[WHAT YOU WILL DO]
Filter the entries that follow, copying every line in which the word "segment" appears.

[Data entries]
= = = =
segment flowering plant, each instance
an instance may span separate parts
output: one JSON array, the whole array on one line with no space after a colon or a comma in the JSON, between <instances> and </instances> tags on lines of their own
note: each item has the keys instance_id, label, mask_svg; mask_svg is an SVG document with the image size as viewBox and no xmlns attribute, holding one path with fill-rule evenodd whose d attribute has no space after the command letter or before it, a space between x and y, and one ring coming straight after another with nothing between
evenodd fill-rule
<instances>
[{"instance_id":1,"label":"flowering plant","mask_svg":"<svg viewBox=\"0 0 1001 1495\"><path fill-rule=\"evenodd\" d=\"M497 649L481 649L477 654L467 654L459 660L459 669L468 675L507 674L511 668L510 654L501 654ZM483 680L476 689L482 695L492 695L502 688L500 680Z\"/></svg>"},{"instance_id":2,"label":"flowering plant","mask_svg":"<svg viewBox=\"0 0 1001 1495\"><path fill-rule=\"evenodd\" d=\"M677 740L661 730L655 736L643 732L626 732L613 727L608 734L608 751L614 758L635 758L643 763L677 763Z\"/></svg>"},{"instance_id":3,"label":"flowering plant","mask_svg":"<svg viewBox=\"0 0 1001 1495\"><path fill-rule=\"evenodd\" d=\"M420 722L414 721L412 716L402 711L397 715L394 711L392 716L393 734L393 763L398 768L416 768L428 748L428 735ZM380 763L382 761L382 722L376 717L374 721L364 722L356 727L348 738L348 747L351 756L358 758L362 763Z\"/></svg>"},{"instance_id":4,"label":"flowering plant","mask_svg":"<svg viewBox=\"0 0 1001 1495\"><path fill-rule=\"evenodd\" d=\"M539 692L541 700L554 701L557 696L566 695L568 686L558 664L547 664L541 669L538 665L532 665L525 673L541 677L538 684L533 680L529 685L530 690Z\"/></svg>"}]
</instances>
= = = =
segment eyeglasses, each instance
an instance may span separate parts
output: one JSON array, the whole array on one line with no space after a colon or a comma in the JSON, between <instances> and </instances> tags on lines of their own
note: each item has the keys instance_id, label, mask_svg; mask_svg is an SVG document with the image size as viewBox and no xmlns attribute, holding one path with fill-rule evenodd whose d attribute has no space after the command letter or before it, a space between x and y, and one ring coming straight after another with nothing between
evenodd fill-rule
= = = =
[RESULT]
segment flowering plant, each instance
segment eyeglasses, each instance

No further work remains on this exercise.